**Selected excerpt**
▼
GG: [00:23:16] And -- 

DAB: [00:23:16] -- the -- okay.

GG: [00:23:17] How old were you at that point?

DAB: [00:23:20] I went to work for -- I think it was 1970 when they promoted me to store manager, yeah, it was 1970.  So I would’ve been, oh --

GG: [00:23:43] So you had been there 10 years?

DAB: [00:23:46] What’s that?

GG: [00:23:46] You had been there 10 years?

DAB: [00:23:48] Yeah, I was close, close to 10 years, right, yeah.

GG: [00:23:56] And then they pulled the trick.

DAB: [00:24:00] What’s that?

GG: [00:24:00] Then they pulled a trick.
▲
**Things to do**
- 1) In the interview transcript, what year did DAB say the promotion to store manager came?
- 2) Update the interview transcript between "DAB: [00:23:20] I" and "[00:23:46] What’s that?", inclusive, putting "district manager" in place of "store manager".

**Data provided**
▼
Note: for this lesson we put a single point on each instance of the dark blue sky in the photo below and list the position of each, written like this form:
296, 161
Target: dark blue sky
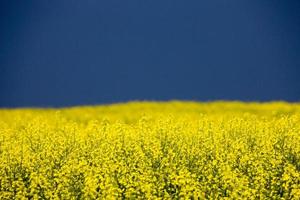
63, 53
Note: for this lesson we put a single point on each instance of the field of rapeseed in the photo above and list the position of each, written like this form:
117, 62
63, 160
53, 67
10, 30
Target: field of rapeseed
151, 150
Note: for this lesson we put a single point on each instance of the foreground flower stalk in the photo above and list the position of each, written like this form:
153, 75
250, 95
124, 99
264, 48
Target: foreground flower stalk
152, 150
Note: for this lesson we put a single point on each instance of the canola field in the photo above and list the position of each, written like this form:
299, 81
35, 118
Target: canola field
152, 150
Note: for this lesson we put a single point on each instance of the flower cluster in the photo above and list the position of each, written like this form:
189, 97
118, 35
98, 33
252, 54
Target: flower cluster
152, 150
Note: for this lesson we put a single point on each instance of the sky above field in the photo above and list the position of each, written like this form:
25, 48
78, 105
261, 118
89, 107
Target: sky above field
64, 53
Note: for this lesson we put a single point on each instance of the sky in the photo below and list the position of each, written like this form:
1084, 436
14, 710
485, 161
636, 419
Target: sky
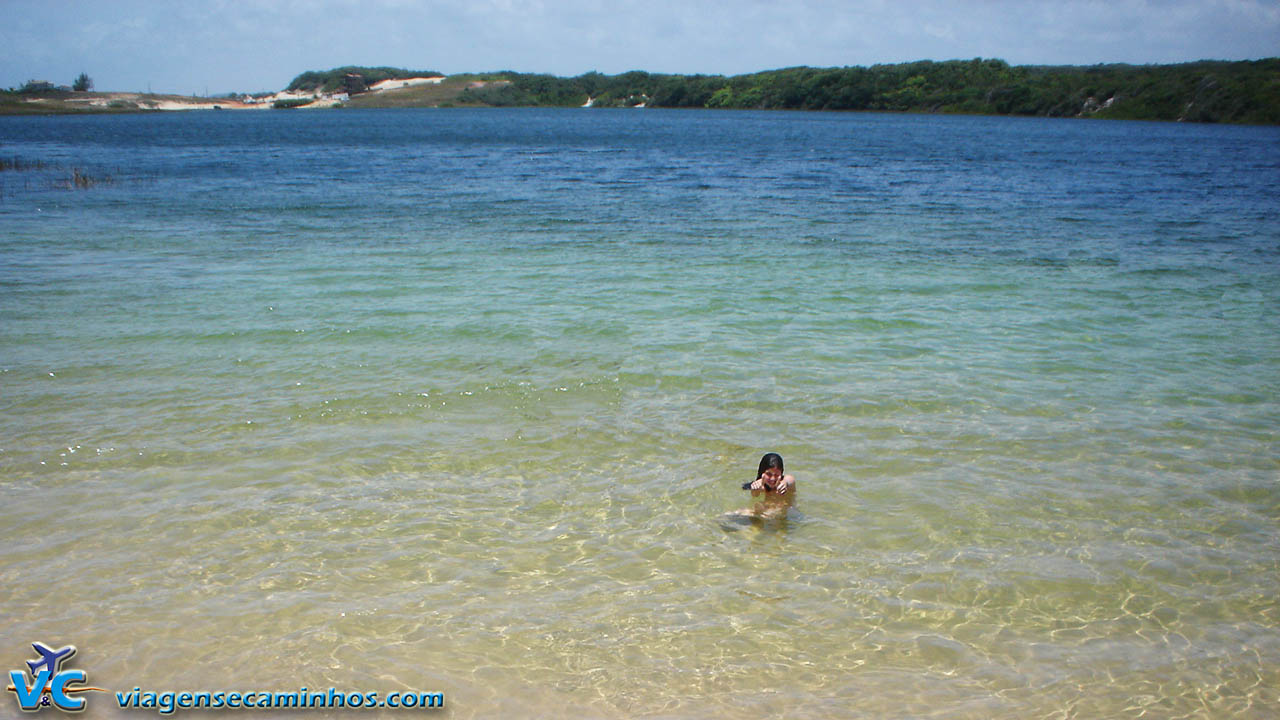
216, 46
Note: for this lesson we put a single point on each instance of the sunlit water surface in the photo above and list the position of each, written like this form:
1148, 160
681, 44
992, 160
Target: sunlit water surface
457, 400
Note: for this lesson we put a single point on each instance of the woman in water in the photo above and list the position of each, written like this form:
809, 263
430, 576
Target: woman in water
777, 488
771, 478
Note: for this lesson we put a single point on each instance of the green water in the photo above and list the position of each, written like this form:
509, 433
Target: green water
481, 440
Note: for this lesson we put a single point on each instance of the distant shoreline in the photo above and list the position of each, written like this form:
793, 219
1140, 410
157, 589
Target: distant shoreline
1207, 91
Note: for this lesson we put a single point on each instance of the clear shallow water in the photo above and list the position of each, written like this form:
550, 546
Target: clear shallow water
455, 401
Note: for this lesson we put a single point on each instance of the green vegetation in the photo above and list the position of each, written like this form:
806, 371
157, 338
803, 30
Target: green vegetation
1207, 91
19, 164
336, 80
80, 180
1203, 91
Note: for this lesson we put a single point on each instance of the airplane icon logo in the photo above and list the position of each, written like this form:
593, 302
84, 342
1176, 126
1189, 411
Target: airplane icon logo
50, 657
49, 684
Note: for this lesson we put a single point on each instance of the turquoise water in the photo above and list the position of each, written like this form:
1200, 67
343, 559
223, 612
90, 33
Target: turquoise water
456, 401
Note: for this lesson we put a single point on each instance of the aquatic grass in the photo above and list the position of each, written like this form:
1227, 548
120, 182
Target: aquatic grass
18, 164
81, 180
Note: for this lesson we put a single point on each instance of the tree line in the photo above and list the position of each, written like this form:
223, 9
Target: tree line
1203, 91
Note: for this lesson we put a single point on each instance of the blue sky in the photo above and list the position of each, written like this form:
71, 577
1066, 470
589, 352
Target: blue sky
231, 45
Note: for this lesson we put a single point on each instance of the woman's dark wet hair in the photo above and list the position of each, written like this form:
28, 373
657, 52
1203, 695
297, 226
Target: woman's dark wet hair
769, 460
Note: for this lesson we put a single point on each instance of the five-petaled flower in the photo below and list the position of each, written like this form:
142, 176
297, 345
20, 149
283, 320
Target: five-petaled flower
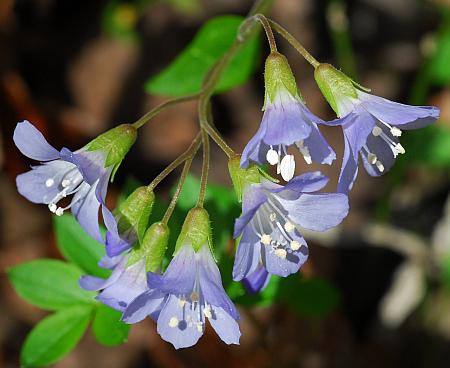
372, 125
286, 121
83, 174
271, 218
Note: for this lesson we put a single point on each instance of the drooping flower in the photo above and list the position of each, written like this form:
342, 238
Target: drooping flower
83, 174
125, 283
193, 291
286, 122
272, 216
129, 221
372, 125
128, 279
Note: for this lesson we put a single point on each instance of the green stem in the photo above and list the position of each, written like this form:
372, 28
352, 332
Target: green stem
297, 45
155, 111
205, 169
188, 154
176, 195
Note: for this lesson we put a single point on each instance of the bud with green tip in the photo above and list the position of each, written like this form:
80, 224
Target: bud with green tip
129, 221
286, 122
372, 125
83, 174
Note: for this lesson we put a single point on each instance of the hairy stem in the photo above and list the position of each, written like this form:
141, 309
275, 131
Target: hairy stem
297, 45
176, 195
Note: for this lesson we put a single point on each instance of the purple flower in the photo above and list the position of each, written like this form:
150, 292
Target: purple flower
123, 286
372, 125
271, 219
286, 121
193, 293
83, 174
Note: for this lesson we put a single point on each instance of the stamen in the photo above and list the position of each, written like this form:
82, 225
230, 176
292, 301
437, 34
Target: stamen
372, 158
287, 167
396, 132
379, 166
173, 322
295, 245
207, 311
289, 227
272, 156
266, 239
376, 131
52, 207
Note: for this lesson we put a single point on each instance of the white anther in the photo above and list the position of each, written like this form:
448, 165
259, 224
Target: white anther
396, 132
49, 182
399, 148
376, 131
207, 311
281, 253
266, 239
379, 166
289, 227
372, 158
272, 156
173, 322
295, 245
287, 167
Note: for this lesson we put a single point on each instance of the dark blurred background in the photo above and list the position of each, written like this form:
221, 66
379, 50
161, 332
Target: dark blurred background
77, 68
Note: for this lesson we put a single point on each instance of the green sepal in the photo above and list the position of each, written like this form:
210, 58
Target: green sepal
153, 247
242, 177
277, 76
196, 230
334, 85
135, 211
115, 143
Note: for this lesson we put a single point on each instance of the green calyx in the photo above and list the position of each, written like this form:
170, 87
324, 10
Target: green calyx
278, 76
241, 178
196, 230
334, 85
133, 213
152, 248
115, 143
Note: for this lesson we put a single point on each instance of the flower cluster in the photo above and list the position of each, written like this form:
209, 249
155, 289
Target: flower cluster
189, 292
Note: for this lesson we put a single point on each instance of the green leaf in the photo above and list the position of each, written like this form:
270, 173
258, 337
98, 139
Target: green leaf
312, 297
107, 327
49, 284
78, 247
55, 336
185, 74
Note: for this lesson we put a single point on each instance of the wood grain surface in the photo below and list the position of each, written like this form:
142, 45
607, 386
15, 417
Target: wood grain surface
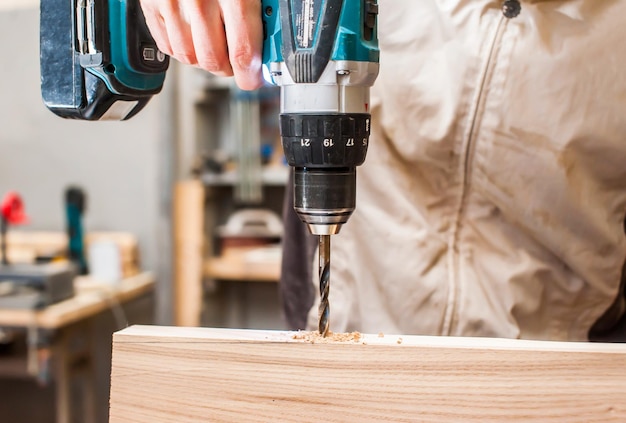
163, 374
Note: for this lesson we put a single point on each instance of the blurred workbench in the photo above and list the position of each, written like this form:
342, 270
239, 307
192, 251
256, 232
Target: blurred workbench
255, 264
57, 344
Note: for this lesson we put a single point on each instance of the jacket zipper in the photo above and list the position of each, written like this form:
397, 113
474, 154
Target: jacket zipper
468, 152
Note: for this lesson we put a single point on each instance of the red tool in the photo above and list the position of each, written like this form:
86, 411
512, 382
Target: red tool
11, 213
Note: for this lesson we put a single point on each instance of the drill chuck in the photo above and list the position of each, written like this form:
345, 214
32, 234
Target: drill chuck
325, 150
324, 198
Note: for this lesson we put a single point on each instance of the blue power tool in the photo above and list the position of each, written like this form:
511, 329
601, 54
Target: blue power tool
324, 55
98, 60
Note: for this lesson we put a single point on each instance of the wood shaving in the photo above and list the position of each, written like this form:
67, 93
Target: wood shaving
314, 337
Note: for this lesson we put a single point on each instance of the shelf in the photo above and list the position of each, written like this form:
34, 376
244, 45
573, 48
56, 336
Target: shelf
271, 176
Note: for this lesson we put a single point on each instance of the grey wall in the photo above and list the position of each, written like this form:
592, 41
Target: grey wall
118, 163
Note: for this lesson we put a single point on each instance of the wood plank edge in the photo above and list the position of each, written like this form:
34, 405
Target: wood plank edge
150, 334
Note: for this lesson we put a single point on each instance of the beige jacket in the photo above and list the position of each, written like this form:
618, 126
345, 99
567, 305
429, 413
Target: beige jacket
492, 200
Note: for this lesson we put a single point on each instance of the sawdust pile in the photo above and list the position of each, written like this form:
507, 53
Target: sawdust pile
314, 337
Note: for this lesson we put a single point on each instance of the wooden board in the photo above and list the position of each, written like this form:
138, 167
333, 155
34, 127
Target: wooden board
193, 375
188, 214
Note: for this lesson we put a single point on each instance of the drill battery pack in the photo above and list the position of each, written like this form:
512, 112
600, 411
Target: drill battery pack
98, 60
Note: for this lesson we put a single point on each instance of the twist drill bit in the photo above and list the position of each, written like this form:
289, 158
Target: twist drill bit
324, 258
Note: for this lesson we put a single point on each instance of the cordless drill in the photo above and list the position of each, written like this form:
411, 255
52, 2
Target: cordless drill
324, 55
98, 61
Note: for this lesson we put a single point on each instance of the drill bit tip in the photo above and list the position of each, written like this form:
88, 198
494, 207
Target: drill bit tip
324, 266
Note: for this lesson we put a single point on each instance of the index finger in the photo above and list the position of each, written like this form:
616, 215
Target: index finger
244, 36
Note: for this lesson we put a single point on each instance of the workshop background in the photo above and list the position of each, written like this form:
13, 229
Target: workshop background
187, 142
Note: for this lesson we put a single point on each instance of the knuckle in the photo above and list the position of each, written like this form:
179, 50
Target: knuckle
212, 65
186, 57
242, 57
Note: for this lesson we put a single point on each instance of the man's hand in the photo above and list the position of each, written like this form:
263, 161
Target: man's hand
223, 37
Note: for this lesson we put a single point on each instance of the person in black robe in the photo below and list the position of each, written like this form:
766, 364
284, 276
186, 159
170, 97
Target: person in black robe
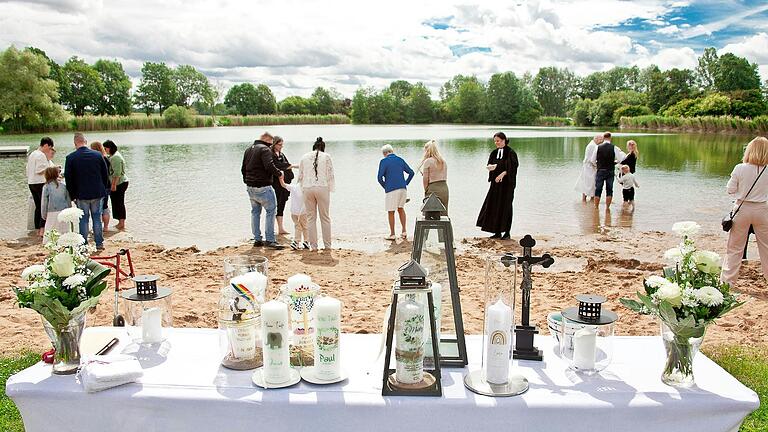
496, 214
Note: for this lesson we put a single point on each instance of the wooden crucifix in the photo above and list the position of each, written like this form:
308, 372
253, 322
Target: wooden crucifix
524, 332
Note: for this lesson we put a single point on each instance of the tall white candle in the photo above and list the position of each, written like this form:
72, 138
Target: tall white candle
437, 291
274, 315
254, 282
151, 325
409, 341
327, 313
498, 326
584, 345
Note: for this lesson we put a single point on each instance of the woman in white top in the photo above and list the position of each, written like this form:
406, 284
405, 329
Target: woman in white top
586, 182
753, 211
317, 183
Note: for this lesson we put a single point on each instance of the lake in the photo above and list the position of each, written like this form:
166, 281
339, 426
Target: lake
186, 187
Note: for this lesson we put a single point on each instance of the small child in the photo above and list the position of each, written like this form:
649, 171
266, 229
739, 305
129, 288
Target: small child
628, 183
55, 199
299, 216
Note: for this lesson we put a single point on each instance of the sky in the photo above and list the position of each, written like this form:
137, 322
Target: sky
295, 46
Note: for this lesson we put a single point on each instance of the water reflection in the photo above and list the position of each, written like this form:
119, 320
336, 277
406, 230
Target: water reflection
186, 186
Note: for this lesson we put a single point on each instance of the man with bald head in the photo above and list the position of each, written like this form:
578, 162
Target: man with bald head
87, 182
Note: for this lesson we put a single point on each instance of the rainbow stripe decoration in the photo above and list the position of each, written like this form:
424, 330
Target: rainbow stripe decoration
244, 292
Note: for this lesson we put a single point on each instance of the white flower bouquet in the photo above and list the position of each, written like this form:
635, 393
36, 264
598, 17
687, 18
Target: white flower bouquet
687, 298
65, 285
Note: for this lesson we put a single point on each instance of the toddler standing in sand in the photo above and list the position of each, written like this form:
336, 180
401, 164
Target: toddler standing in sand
628, 183
299, 216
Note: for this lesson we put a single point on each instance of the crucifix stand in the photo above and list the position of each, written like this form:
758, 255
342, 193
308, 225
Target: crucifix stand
524, 332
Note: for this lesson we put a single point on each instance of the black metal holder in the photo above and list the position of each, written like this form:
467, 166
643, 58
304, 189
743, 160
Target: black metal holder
433, 220
524, 333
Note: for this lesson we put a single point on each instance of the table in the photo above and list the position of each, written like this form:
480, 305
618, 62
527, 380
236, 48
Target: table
185, 389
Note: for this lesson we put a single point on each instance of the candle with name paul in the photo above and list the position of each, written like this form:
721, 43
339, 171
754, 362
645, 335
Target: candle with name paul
327, 313
276, 367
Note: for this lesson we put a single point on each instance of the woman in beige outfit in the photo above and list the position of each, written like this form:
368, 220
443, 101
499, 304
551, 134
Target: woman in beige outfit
753, 211
317, 183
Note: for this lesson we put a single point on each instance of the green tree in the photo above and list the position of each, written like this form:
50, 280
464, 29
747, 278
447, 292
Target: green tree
295, 105
190, 85
420, 108
554, 89
706, 70
322, 101
157, 88
27, 94
116, 98
736, 73
84, 86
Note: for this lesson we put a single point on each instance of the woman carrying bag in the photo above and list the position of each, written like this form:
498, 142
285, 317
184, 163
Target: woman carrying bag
749, 187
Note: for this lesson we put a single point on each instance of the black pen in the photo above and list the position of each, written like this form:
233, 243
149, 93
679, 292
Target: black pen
111, 344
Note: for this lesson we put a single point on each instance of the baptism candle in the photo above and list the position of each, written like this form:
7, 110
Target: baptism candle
409, 341
274, 315
151, 325
584, 345
327, 313
498, 325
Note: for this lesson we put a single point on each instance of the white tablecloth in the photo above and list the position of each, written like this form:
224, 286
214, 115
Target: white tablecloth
187, 390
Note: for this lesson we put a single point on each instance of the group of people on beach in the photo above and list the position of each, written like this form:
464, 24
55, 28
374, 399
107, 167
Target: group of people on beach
268, 176
599, 170
92, 175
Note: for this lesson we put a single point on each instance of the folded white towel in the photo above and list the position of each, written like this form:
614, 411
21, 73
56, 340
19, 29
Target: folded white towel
100, 372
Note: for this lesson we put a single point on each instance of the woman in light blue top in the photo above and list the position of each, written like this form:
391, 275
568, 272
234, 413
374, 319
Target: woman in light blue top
55, 199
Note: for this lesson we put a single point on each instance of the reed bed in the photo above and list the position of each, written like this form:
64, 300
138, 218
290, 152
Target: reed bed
729, 124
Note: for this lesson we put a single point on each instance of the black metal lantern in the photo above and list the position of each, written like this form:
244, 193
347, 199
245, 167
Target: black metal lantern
410, 377
441, 261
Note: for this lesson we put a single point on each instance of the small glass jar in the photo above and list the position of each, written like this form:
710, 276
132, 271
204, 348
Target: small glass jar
591, 343
239, 311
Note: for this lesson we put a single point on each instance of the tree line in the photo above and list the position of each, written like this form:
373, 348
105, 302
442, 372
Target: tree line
35, 90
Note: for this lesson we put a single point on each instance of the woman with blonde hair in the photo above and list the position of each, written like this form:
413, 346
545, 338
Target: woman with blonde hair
749, 186
435, 173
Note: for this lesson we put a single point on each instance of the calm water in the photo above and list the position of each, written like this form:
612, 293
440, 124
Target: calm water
186, 187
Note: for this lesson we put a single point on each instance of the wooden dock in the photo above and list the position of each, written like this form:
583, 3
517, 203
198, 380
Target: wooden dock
13, 151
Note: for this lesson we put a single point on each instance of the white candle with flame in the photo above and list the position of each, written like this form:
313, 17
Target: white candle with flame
498, 327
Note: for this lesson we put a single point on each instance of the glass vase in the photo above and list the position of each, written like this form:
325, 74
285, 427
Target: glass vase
66, 341
680, 351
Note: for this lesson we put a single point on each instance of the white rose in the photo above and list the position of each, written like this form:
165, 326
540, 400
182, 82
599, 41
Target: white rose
70, 215
655, 281
32, 271
63, 264
707, 261
686, 228
70, 240
709, 296
670, 292
674, 255
74, 280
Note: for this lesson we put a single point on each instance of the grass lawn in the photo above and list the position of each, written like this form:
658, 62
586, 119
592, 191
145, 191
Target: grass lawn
748, 365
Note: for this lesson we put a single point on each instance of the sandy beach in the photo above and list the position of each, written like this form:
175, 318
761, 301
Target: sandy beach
612, 263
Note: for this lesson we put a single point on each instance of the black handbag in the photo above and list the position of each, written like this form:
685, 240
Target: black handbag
727, 222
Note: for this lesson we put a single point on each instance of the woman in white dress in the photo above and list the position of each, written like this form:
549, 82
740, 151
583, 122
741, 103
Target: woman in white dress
586, 182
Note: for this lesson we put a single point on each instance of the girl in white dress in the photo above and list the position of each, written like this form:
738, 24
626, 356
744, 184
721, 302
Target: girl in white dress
586, 182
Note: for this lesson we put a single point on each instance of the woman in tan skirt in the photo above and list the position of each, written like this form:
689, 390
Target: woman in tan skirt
435, 172
753, 211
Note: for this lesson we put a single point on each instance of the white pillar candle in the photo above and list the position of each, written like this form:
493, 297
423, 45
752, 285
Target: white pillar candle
437, 299
327, 313
409, 341
254, 282
299, 280
152, 325
498, 328
584, 344
274, 315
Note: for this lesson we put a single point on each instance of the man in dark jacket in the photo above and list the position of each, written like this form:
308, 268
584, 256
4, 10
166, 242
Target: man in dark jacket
87, 181
259, 171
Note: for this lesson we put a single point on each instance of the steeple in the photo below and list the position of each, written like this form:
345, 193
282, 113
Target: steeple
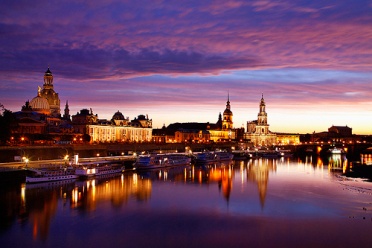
48, 78
227, 122
66, 116
228, 101
262, 115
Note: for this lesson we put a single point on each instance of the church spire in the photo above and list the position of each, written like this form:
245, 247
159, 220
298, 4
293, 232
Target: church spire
228, 101
66, 116
48, 78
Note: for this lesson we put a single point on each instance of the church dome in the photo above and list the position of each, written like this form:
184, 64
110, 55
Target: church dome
227, 112
40, 104
118, 116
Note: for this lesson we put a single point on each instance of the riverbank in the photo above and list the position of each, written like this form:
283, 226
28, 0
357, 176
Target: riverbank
14, 153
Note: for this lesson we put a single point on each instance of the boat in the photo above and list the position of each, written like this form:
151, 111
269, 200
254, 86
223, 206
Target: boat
50, 174
97, 169
212, 157
336, 150
271, 154
242, 155
155, 161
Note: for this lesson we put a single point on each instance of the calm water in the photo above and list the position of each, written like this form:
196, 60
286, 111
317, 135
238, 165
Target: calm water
256, 203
▲
**Answer set**
- 1) 1970

- 2)
DAB: [00:23:20] I went to work for -- I think it was 1970 when they promoted me to district manager, yeah, it was 1970.  So I would’ve been, oh --

GG: [00:23:43] So you had been there 10 years?

DAB: [00:23:46] What’s that?